#### Excerpt
Books / Climate

George Monbiot: presenting alternatives to farming

08:10 am on 3 September 2022

The New Zealand diet is particularly bad for the planet due to the vast amount of land required to produce food for it, says environmental campaigner and author George Monbiot.

George Monbiot Photo: Guy Reece

People talk a lot about the damage to our environment by agriculture, but what are the alternatives?

In his latest book, Regenesis: How to Feed the World Without Devouring the Planet, Monbiot explores the options.

An author, Guardian columnist and environmental campaigner, Monbiot has in fact recently argued that organic, pasture-fed beef and lamb are the world’s most damaging farm products.

The need, Monbiot argues, is urgent: half of the world's habitable land has already been taken to produce food, and population growth sees us needing to at least double food production by 2050.

Monbiot spoke to Kim Hill about why the average New Zealander's diet is particularly bad for the planet.

'This is a phenomenally profligate and wasteful way of producing our food' - Listen to the full interview on RNZ Saturday Morning with Kim Hill

"I've come to see land use as the most important of all environmental metrics," Monbiot says.
########
#### Extracted material
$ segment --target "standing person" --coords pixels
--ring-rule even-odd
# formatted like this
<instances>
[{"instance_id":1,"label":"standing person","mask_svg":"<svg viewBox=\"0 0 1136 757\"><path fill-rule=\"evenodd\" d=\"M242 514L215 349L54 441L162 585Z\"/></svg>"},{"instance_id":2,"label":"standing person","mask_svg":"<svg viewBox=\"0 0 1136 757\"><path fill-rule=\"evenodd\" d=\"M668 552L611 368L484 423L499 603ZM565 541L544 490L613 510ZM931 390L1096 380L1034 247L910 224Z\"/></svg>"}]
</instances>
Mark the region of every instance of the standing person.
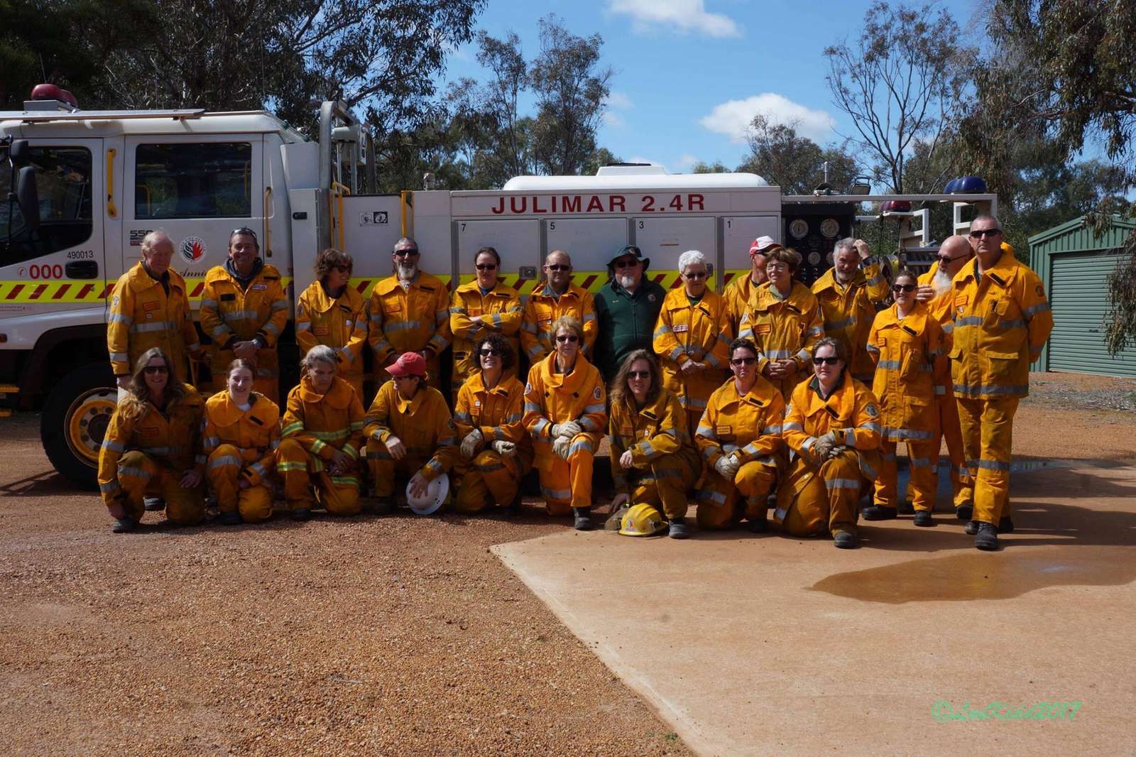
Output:
<instances>
[{"instance_id":1,"label":"standing person","mask_svg":"<svg viewBox=\"0 0 1136 757\"><path fill-rule=\"evenodd\" d=\"M453 332L453 374L451 386L458 396L461 384L477 373L478 358L474 342L501 334L520 355L520 318L524 308L517 290L501 281L501 256L492 247L483 247L474 256L477 275L474 281L462 284L450 299L450 331ZM509 363L508 376L516 376L513 361Z\"/></svg>"},{"instance_id":2,"label":"standing person","mask_svg":"<svg viewBox=\"0 0 1136 757\"><path fill-rule=\"evenodd\" d=\"M626 358L611 384L611 477L620 506L645 505L646 517L669 524L671 539L691 535L686 509L691 490L702 473L702 461L691 441L686 413L674 392L662 385L659 364L648 350Z\"/></svg>"},{"instance_id":3,"label":"standing person","mask_svg":"<svg viewBox=\"0 0 1136 757\"><path fill-rule=\"evenodd\" d=\"M621 248L608 263L611 278L595 297L595 365L607 382L628 355L651 349L651 334L667 290L643 276L650 265L650 258L644 258L634 244Z\"/></svg>"},{"instance_id":4,"label":"standing person","mask_svg":"<svg viewBox=\"0 0 1136 757\"><path fill-rule=\"evenodd\" d=\"M729 325L733 333L738 333L742 326L742 316L745 315L745 305L750 301L753 290L769 281L766 275L766 255L780 244L774 241L772 236L759 236L750 244L750 275L734 276L734 281L727 284L721 296L729 307Z\"/></svg>"},{"instance_id":5,"label":"standing person","mask_svg":"<svg viewBox=\"0 0 1136 757\"><path fill-rule=\"evenodd\" d=\"M782 424L796 457L777 489L774 521L787 534L830 533L837 548L855 549L860 498L879 472L879 402L849 375L844 342L821 339L812 364Z\"/></svg>"},{"instance_id":6,"label":"standing person","mask_svg":"<svg viewBox=\"0 0 1136 757\"><path fill-rule=\"evenodd\" d=\"M260 259L257 233L235 230L228 235L228 259L209 269L201 291L201 328L214 341L215 386L224 383L228 364L242 358L257 366L260 393L279 401L276 340L287 325L287 311L281 273Z\"/></svg>"},{"instance_id":7,"label":"standing person","mask_svg":"<svg viewBox=\"0 0 1136 757\"><path fill-rule=\"evenodd\" d=\"M710 396L695 441L707 463L699 489L699 526L728 529L744 517L766 530L769 494L785 466L785 400L758 374L758 350L747 339L729 346L733 381Z\"/></svg>"},{"instance_id":8,"label":"standing person","mask_svg":"<svg viewBox=\"0 0 1136 757\"><path fill-rule=\"evenodd\" d=\"M791 247L769 251L761 286L753 290L742 316L738 336L758 348L758 371L782 397L809 375L812 349L825 335L820 303L809 288L796 281L800 253Z\"/></svg>"},{"instance_id":9,"label":"standing person","mask_svg":"<svg viewBox=\"0 0 1136 757\"><path fill-rule=\"evenodd\" d=\"M864 346L876 318L876 306L887 301L883 263L871 257L867 242L849 236L836 242L833 267L812 284L825 321L825 335L847 346L852 377L868 386L876 364Z\"/></svg>"},{"instance_id":10,"label":"standing person","mask_svg":"<svg viewBox=\"0 0 1136 757\"><path fill-rule=\"evenodd\" d=\"M970 222L977 255L954 277L951 378L959 404L962 447L975 479L975 547L997 549L1010 532L1013 415L1029 393L1029 364L1053 331L1045 286L1001 247L997 218ZM1003 514L1004 517L1003 517Z\"/></svg>"},{"instance_id":11,"label":"standing person","mask_svg":"<svg viewBox=\"0 0 1136 757\"><path fill-rule=\"evenodd\" d=\"M662 381L686 410L688 429L696 429L707 400L729 375L729 311L716 292L707 289L707 259L698 250L678 257L683 288L667 293L654 327L654 352L662 364Z\"/></svg>"},{"instance_id":12,"label":"standing person","mask_svg":"<svg viewBox=\"0 0 1136 757\"><path fill-rule=\"evenodd\" d=\"M217 494L225 525L260 523L273 515L273 471L281 446L281 409L252 391L252 363L236 358L225 374L225 391L206 401L201 446L206 476Z\"/></svg>"},{"instance_id":13,"label":"standing person","mask_svg":"<svg viewBox=\"0 0 1136 757\"><path fill-rule=\"evenodd\" d=\"M583 324L585 355L595 343L598 322L592 293L571 283L571 258L563 250L552 250L544 259L544 285L528 296L520 325L520 346L529 365L536 365L556 348L552 324L570 316Z\"/></svg>"},{"instance_id":14,"label":"standing person","mask_svg":"<svg viewBox=\"0 0 1136 757\"><path fill-rule=\"evenodd\" d=\"M346 252L327 248L316 256L316 281L295 303L295 341L307 355L326 344L339 360L339 376L362 399L364 350L367 348L367 303L353 286L354 261Z\"/></svg>"},{"instance_id":15,"label":"standing person","mask_svg":"<svg viewBox=\"0 0 1136 757\"><path fill-rule=\"evenodd\" d=\"M592 466L608 423L603 378L580 352L584 327L571 316L550 328L554 352L528 371L525 427L533 436L549 515L571 510L577 531L592 529Z\"/></svg>"},{"instance_id":16,"label":"standing person","mask_svg":"<svg viewBox=\"0 0 1136 757\"><path fill-rule=\"evenodd\" d=\"M868 353L876 359L872 393L879 400L880 458L874 504L863 510L864 521L885 521L899 514L895 447L908 446L911 469L911 500L916 525L934 525L935 490L938 481L938 417L935 397L945 380L946 343L938 321L916 301L913 272L895 275L895 305L879 313L868 336Z\"/></svg>"},{"instance_id":17,"label":"standing person","mask_svg":"<svg viewBox=\"0 0 1136 757\"><path fill-rule=\"evenodd\" d=\"M962 271L975 255L970 241L962 235L949 236L938 248L937 263L919 276L916 299L927 306L930 316L938 322L943 333L950 336L954 330L954 292L951 281ZM1011 252L1011 255L1013 255ZM938 418L932 447L938 450L941 440L946 440L946 454L951 458L951 488L954 496L954 513L960 521L970 521L975 508L975 481L962 456L962 429L959 425L959 405L951 386L951 360L939 365L942 375L935 376L935 415Z\"/></svg>"},{"instance_id":18,"label":"standing person","mask_svg":"<svg viewBox=\"0 0 1136 757\"><path fill-rule=\"evenodd\" d=\"M376 511L394 508L395 476L410 479L410 493L424 497L429 482L458 460L457 431L442 392L426 384L426 360L403 352L367 410L367 465Z\"/></svg>"},{"instance_id":19,"label":"standing person","mask_svg":"<svg viewBox=\"0 0 1136 757\"><path fill-rule=\"evenodd\" d=\"M312 347L300 367L300 385L287 394L276 450L284 499L295 521L309 519L316 505L331 515L358 515L362 402L335 375L339 358L331 347Z\"/></svg>"},{"instance_id":20,"label":"standing person","mask_svg":"<svg viewBox=\"0 0 1136 757\"><path fill-rule=\"evenodd\" d=\"M458 390L453 425L465 473L453 498L459 513L481 513L518 501L520 480L533 467L533 440L525 431L525 386L507 372L516 355L501 334L473 342L478 369Z\"/></svg>"},{"instance_id":21,"label":"standing person","mask_svg":"<svg viewBox=\"0 0 1136 757\"><path fill-rule=\"evenodd\" d=\"M201 523L201 396L177 381L160 347L139 356L99 451L99 491L115 518L111 531L137 526L147 494L165 499L170 523Z\"/></svg>"},{"instance_id":22,"label":"standing person","mask_svg":"<svg viewBox=\"0 0 1136 757\"><path fill-rule=\"evenodd\" d=\"M201 358L185 280L169 267L173 256L174 243L166 232L148 233L142 238L142 260L119 276L110 291L107 350L119 389L133 385L133 366L153 347L169 356L178 382L189 380L186 352L192 359Z\"/></svg>"},{"instance_id":23,"label":"standing person","mask_svg":"<svg viewBox=\"0 0 1136 757\"><path fill-rule=\"evenodd\" d=\"M431 386L441 386L442 350L450 343L450 294L437 276L418 268L418 243L403 238L394 246L394 274L375 284L367 301L369 333L375 352L375 378L387 380L384 369L400 355L418 352L426 361Z\"/></svg>"}]
</instances>

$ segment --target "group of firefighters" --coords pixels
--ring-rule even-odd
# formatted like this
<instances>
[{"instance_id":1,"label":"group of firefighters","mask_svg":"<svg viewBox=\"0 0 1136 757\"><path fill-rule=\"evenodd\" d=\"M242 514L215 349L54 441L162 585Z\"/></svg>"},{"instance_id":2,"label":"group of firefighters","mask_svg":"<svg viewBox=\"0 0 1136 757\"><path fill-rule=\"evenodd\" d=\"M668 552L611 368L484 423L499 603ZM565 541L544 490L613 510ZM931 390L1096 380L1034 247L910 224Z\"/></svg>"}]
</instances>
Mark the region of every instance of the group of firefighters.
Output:
<instances>
[{"instance_id":1,"label":"group of firefighters","mask_svg":"<svg viewBox=\"0 0 1136 757\"><path fill-rule=\"evenodd\" d=\"M1013 529L1013 415L1053 326L1041 281L1002 239L996 218L978 216L932 271L901 269L891 286L885 259L841 240L809 288L795 276L801 256L759 238L749 275L721 294L698 250L679 257L680 285L667 291L626 246L594 297L554 250L524 305L491 247L451 294L402 239L366 301L349 285L351 257L327 249L296 300L302 371L282 413L276 342L290 306L256 233L234 231L225 265L206 276L206 349L169 268L173 242L151 232L110 298L122 391L100 490L124 532L145 509L202 522L206 484L227 524L270 517L277 482L296 519L357 514L364 491L369 510L390 513L396 481L421 498L443 473L458 511L516 507L535 467L548 511L587 530L607 434L621 533L688 536L696 491L700 529L745 521L762 532L771 511L783 533L854 548L861 515L899 513L899 442L914 523L933 525L945 438L957 516L976 547L996 549ZM440 385L448 348L452 413ZM367 351L378 380L369 407ZM202 399L187 369L207 360L216 393Z\"/></svg>"}]
</instances>

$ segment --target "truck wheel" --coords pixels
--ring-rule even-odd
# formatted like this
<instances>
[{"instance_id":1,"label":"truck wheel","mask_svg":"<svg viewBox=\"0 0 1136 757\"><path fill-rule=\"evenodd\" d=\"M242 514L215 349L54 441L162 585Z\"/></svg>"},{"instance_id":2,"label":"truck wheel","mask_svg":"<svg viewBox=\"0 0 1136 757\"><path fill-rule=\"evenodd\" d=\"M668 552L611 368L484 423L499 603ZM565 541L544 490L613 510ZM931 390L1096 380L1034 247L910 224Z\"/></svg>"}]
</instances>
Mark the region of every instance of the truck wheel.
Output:
<instances>
[{"instance_id":1,"label":"truck wheel","mask_svg":"<svg viewBox=\"0 0 1136 757\"><path fill-rule=\"evenodd\" d=\"M84 489L98 486L99 449L117 404L118 389L106 363L75 368L43 402L43 450L56 471Z\"/></svg>"}]
</instances>

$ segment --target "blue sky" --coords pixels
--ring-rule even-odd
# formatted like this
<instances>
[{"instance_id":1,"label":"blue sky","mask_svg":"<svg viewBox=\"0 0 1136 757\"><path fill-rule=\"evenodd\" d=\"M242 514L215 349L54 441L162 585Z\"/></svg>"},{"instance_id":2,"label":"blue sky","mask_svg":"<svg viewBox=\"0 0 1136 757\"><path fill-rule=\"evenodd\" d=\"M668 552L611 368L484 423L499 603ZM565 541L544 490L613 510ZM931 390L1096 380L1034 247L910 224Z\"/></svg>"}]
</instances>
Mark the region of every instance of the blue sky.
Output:
<instances>
[{"instance_id":1,"label":"blue sky","mask_svg":"<svg viewBox=\"0 0 1136 757\"><path fill-rule=\"evenodd\" d=\"M674 173L695 160L744 159L742 130L755 113L800 122L821 144L852 132L832 103L826 45L855 39L871 0L490 0L478 27L516 32L526 58L540 49L537 19L557 14L574 34L603 38L615 69L599 143L625 160ZM964 34L979 0L946 0ZM451 57L448 78L484 80L476 50Z\"/></svg>"}]
</instances>

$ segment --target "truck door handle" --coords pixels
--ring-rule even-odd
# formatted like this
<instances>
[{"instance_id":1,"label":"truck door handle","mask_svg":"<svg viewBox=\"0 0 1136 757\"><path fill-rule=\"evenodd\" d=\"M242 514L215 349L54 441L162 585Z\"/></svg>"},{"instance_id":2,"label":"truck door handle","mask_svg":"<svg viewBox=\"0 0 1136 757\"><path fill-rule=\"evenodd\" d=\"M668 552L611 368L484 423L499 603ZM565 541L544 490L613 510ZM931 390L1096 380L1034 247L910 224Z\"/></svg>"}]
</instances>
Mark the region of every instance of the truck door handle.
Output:
<instances>
[{"instance_id":1,"label":"truck door handle","mask_svg":"<svg viewBox=\"0 0 1136 757\"><path fill-rule=\"evenodd\" d=\"M94 260L73 260L64 266L64 273L68 278L97 278L99 264Z\"/></svg>"}]
</instances>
########
*Using the information:*
**a)** Answer these questions from the article on George Monbiot and farming:
(i) What is the full title of Monbiot's latest book?
(ii) Which farm products has Monbiot recently argued are the world's most damaging?
(iii) By what year does population growth mean food production must at least double?
**b)** Continue the article on George Monbiot and farming from where it stops.

*Outputs in order:*
**a)**
(i) Regenesis: How to Feed the World Without Devouring the Planet
(ii) Organic, pasture-fed beef and lamb
(iii) 2050

**b)**
"Because every hectare of land we use for our extractive industries is a hectare of land that can't be used for wild ecosystems, such as forests or wetlands or savannahs or natural grasslands, on which the great majority of the world's species depend."

While a lot of emphasis has been placed on the impact of growing urban sprawl, Monbiot says we should be more concerned about the amount of land required for farming.

"The entire urban area occupied by humanity is 1 percent of the planet's land," he says.

Photo: Supplied

"Farming by contrast occupies 38 percent roughly of the planet's land, and of that, 12 percent is arable farming, and of that, almost half is producing crops for animals, the rest is producing crops for humans.

"So what about the rest of it? Well 26 percent of the planet's land, by far the greatest use of land that humans have ever inflicted on the planet is used for pasture-fed meat production.

"And yet from pasture feeding alone, from animals which are grazed entirely on pasture, we get just 1 percent of our protein, so this is a phenomenally profligate and wasteful way of producing our food and it carries a vast ecological opportunity cost."

Monbiot says that if we switched to a plant-based diet, our total land use could be reduced by about three-quarters. He points to metrics that show soy crops require only two square metres of land for every 100 grams of protein - compared to 163 sq m for beef and 185 sq m for lamb.

"It's because of those [metrics] that the nation with the world's greatest hunger for land is New Zealand," he says.

Moving to high-yield crops like soy could help us see a better future, Monbiot says, but in exploring the options in his book, he found examples were few and far between. And while New Zealand does have some very high-yield farming, it is outweighed by our "extraordinary degree of agricultural sprawl".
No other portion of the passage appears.